Begin SUPPLIED MATERIAL
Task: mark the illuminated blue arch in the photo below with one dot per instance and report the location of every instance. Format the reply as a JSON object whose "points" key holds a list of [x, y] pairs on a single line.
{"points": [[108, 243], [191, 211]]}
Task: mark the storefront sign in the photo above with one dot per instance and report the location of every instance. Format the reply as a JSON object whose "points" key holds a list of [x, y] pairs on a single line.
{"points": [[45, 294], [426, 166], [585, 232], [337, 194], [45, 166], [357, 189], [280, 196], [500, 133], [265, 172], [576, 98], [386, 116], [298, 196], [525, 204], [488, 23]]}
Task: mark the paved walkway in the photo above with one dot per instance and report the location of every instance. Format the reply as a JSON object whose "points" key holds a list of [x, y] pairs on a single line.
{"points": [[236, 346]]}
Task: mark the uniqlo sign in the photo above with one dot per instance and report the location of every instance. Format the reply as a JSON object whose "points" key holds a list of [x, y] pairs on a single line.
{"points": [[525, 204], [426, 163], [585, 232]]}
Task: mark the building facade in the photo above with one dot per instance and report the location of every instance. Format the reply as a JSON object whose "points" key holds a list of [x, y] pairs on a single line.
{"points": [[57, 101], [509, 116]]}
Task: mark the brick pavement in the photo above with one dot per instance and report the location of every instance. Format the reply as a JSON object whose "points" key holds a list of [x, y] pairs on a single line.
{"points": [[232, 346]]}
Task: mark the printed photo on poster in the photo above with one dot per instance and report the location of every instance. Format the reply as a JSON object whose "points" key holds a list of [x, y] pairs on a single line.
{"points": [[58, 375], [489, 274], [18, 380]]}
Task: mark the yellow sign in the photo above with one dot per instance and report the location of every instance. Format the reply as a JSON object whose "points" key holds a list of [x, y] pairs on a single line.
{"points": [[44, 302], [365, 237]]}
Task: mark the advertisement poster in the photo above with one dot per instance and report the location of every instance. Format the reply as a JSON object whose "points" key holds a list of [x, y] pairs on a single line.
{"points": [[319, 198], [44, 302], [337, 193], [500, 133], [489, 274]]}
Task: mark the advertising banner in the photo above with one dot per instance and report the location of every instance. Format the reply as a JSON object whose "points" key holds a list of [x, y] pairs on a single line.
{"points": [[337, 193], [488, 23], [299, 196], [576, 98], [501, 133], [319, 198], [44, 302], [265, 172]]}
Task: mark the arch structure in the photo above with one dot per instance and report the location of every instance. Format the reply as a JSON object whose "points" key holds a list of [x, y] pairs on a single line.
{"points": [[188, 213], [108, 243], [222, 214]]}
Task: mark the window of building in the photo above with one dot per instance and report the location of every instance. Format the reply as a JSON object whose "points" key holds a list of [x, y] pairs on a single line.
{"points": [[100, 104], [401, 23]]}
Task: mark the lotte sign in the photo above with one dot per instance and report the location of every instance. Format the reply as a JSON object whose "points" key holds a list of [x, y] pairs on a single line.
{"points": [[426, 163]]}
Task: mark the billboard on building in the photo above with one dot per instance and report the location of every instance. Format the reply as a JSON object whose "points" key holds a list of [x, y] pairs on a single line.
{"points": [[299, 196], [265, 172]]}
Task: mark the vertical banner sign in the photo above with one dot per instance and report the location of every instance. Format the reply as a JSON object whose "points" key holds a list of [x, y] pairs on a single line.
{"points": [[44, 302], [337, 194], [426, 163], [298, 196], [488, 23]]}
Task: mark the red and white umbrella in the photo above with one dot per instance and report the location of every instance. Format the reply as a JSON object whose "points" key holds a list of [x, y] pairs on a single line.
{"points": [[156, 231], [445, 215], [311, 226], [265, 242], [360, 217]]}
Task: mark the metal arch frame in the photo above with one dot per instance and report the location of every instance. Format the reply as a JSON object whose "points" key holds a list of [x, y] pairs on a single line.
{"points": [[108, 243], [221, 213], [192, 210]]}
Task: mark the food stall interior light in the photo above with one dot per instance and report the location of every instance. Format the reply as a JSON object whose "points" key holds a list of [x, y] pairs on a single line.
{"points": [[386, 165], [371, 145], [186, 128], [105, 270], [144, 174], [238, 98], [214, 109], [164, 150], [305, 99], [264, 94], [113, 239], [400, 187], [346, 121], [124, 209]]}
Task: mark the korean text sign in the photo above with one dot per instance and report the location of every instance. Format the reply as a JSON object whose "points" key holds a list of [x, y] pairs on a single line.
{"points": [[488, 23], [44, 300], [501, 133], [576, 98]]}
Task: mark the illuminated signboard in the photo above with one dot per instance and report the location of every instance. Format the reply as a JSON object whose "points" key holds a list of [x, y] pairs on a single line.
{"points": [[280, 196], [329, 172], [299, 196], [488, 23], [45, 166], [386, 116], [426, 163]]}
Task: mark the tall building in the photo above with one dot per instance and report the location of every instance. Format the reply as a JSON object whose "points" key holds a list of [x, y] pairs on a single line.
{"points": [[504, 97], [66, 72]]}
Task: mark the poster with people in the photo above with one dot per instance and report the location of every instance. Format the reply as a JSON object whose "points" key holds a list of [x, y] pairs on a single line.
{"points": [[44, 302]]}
End SUPPLIED MATERIAL
* [EXERCISE BRIEF] Type the whole listing again, unaltered.

* [SOLUTION TO THE PROBLEM]
Task: mark the illuminated blue arch in the photo below with one dot per instance and report the location of every instance. Format the reply as a JSON object whose "points" key holds a list of [x, y] pairs on a single line.
{"points": [[108, 243], [191, 211]]}
Task: mark the storefront sign in the photo above with one dot per instance and report the location of every instance. Format the reply as a JSON object whose "points" key holds a list of [x, y] pairs on a single line.
{"points": [[45, 294], [426, 166], [585, 232], [337, 194], [45, 166], [357, 189], [280, 196], [500, 133], [265, 172], [576, 98], [386, 116], [298, 196], [525, 204], [488, 23]]}
Task: mark the paved walkway in the photo above with one dot per instance and report the location of every instance. Format the reply as a JSON object whose "points" key holds a list of [x, y] pairs on a single line.
{"points": [[236, 346]]}
Task: mark the uniqlo sign in the photo above with one dot per instance and report the location of every instance. Format the reply as a JSON object whose "points" key holds a list of [x, y] pairs on a single line.
{"points": [[525, 204], [426, 163], [585, 232]]}
Task: mark the building facade in the photo above with one dot per instance and report the location of every instance. Format the reply as a JSON object whose "points" key holds a list of [x, y] pairs on a single line.
{"points": [[57, 101], [509, 116]]}
Task: mark the brick pavement in the photo above with one dot per instance and report the location of every instance. Format the reply as a JSON object whose "points" key holds a list of [x, y] pairs on a single line.
{"points": [[232, 346]]}
Task: mark the printed photo on poster in the photo above with one dot per instance and report the location of every instance. Format the reply as a JSON object whose "points" key holds a list of [x, y] pairs on a single line.
{"points": [[58, 375], [489, 274], [18, 380]]}
Task: mark the yellow sign in the photo above with one dot per instance and report the location of every instance. Format the reply as a JSON object whose "points" key holds a list of [x, y] pairs on a single line.
{"points": [[44, 302], [365, 237]]}
Task: mark the advertisement poster in the photo above with one dot per instance and report the location of every instance. Format the reply as a JSON object whose "points" key holds a list of [x, y] pairs on a single line.
{"points": [[319, 198], [44, 302], [337, 193], [500, 133], [489, 274]]}
Task: mark the advertising banner in the photo above with one dot per instance and report the location of every instance. Format the reply as a JSON object whose "points" key holds a list of [x, y] pairs on a single line.
{"points": [[337, 193], [488, 23], [299, 196], [576, 98], [501, 133], [319, 198], [44, 302], [265, 172]]}
Task: mark the arch structure in the photo above with one dot per instance and report the location of every instance. Format the reply as a JSON object whose "points" key holds a list of [x, y] pairs on a single line.
{"points": [[188, 213], [108, 243], [222, 214]]}
Task: mark the window of building in the photo above with one dot per instance and report the location of every instance. Format the reply as a JSON object whose "points" key holds a list of [x, y] pairs on a single line.
{"points": [[100, 104], [401, 23]]}
Task: mark the lotte sign in the photo above with one dot per instance and report the location of every instance. Format the reply as a JSON object whose "points" key holds a list of [x, y] pairs on a single line.
{"points": [[426, 163]]}
Task: mark the billboard on building in the photo above with one dot per instance and report the location of every instance. Format the reply as a JSON object whose "points" key holds a list of [x, y] pairs on a single line.
{"points": [[299, 196], [265, 172]]}
Task: mark the vertical banner sign in the photo above with one dot per instance and report the location of every instance. Format the reply as a JSON object whose "points" key holds a list of [x, y] pairs on a single line.
{"points": [[44, 302], [337, 194], [426, 163], [298, 196], [488, 23]]}
Task: mark the red and white umbrella in the photo above with one dot per instance and report the location of every instance. Format the reply as a JSON object whose "points" key holds a list of [x, y] pairs on a single line.
{"points": [[156, 231], [445, 215], [311, 226], [265, 242], [360, 217]]}
Task: mark the metal arch frame in the photo above with one dot per instance and report the location of every instance. Format the reply as a JSON object whose "points" key holds a list of [x, y] pairs on a single line.
{"points": [[108, 243], [221, 213], [192, 210]]}
Task: mark the food stall interior light in the photo above with one dot per instance and report the location of every instance. Format the reply as a JSON object whose "points" key holds a list of [x, y] pairs on a single line.
{"points": [[386, 165], [371, 145], [186, 128], [105, 270], [144, 174], [238, 98], [214, 109], [164, 150], [305, 99], [264, 94], [113, 239], [400, 187], [346, 121], [124, 209]]}
Task: mark the korean text sign in the photo above with one dot per instance and report the location of every instance. Format the reply as a JSON object whose "points" key holds a list of [x, y] pairs on a single line.
{"points": [[488, 23], [44, 300], [501, 133], [576, 98]]}
Task: mark the illuminated signboard in the photo above with one dot per instance and report the location of every instance. Format the reply as a JSON object whose "points" key holds a list of [x, y] pairs on a single line.
{"points": [[280, 196], [329, 172], [299, 196], [488, 23], [45, 166], [386, 116], [426, 163]]}
Task: mark the tall building in the photo above with one dot per instance and report the location of every instance. Format the reply as a JSON object whose "points" key holds a list of [x, y] pairs on a single line.
{"points": [[504, 97], [66, 72]]}
Task: mark the poster with people in the photo above with one dot per instance and report the location of every instance. Format the reply as a JSON object whose "points" key holds a list of [x, y] pairs on a single line.
{"points": [[44, 302]]}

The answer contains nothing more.